- Task requirements: Please copy the records below line for line, leaving every character and the order of the lines unchanged.
* START Given records *
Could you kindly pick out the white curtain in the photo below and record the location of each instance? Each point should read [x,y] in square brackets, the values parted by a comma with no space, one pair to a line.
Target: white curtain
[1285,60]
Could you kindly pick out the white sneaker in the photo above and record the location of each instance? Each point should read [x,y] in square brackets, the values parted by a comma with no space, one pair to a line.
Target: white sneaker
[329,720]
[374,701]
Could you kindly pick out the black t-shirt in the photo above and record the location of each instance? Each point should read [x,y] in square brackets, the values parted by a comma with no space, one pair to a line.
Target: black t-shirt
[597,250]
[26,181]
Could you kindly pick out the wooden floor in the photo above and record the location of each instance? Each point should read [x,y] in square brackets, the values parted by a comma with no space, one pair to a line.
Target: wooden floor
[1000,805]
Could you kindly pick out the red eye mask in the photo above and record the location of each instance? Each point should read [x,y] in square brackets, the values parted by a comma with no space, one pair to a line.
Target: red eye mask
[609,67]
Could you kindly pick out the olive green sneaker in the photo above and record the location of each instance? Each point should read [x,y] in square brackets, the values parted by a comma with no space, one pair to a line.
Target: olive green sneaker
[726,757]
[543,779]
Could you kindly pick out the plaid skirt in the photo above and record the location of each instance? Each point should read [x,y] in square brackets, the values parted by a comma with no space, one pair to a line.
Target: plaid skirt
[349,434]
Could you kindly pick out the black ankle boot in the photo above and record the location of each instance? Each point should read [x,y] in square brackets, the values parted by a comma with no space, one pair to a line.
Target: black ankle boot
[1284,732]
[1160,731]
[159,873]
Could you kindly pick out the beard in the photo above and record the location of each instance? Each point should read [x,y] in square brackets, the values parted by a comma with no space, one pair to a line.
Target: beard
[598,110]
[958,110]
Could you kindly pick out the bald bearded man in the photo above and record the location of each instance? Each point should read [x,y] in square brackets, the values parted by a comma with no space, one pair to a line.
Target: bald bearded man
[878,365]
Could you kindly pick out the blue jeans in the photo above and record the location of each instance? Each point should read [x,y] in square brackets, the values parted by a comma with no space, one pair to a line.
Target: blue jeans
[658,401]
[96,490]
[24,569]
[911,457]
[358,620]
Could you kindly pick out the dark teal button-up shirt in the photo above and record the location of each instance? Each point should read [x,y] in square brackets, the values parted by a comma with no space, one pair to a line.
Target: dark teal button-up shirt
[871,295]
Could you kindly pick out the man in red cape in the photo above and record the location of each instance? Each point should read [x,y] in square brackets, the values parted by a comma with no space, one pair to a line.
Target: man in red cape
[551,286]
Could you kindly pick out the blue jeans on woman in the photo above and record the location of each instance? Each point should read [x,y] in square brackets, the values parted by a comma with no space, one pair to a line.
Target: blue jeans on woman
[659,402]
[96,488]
* END Given records *
- Problem solution:
Could you kindly pick out the white curtain in the photo below and record the location of each instance? Each point should read [x,y] in square brackets, the values parted by a comma with no space, one pair to a line.
Target: white curtain
[1285,60]
Could you kindly pick out the white sneaker in the photo above and record the location of each instance? Each point should read [x,y] in square brackets, the values parted by a comma with no space, one pair to a line.
Target: white sneaker
[329,720]
[374,701]
Could you kindly pick out the black t-shirt in the photo above and record the location of each instance? Each point should read [x,y] in square brackets, the values parted by a comma with no space, one pair to a line.
Target: black t-shirt
[597,250]
[26,181]
Could you kindly pick out the wooden floor in the photo above and record the location of each instance? Each point should read [x,y] in square brackets, the values parted by a comma with no space, one pair to a line.
Target: wooden floor
[1000,805]
Could you kindly pick out the red eye mask in the photo above and record the location of each instance? Each point should read [x,y] in square brackets, the values parted by a comma with no space, one pair to a line.
Target: red eye mask
[609,67]
Could you kindly pick out the olive green sneaker in the photo above and record the location of each instance? Each point should read [x,y] in square brackets, the values parted by a comma with no space, one pair to a line.
Target: olive green sneaker
[726,757]
[543,779]
Could you kindly pick out the plaid skirt in the photo above and record the location of each instance? Each point should read [x,y] in square brackets, the values parted by a comma with no space, one pair to a line.
Target: plaid skirt
[349,434]
Could you kindly pick out the black ankle boot in the photo above and record the location of each instance? Each point should read [x,y] in square brackets, the values parted by a comma with no space, one pair to a line.
Target: black ankle boot
[1284,732]
[1160,731]
[159,873]
Could you kindly pick out the beard in the photo above and record the location of each instance? Each point should read [x,y] in square brackets, the values parted by a comma with no space, one pair to a line.
Target: beard
[598,110]
[958,110]
Could you kindly pick out the bald bearded man in the photo above and record the location of each instance? Each point should read [x,y] in square brackets, the values parted by a comma with no space, one pair to a line.
Target: bald bearded man
[878,365]
Could you kindly pick out the blue jeans in the photo above and record the location of each instance? Each point should read [x,y] in square brackets, the values parted by a comma with no space, one pair to a line.
Target: blue jeans
[658,401]
[96,490]
[24,569]
[911,457]
[358,620]
Could you kindly pick out the dark teal button-up shirt in the photo above and record the location of each instance? Each point should read [x,y] in square brackets, the values parted by a comma with no space, one pair to a line.
Target: dark teal button-up shirt
[871,295]
Could you kindly pick out the man in red cape in the photo above and record the location of each instance? Each point should read [x,y] in square brackets, the values parted by a comma with no space, one pair to a line.
Target: man in red cape
[551,286]
Could you kindly pick out the blue jeans on woman in the photo above and record the location of each instance? Each point should read [x,y] in square brackets, the values parted by a comma with no space, one pair to a line.
Target: blue jeans on woman
[659,402]
[96,488]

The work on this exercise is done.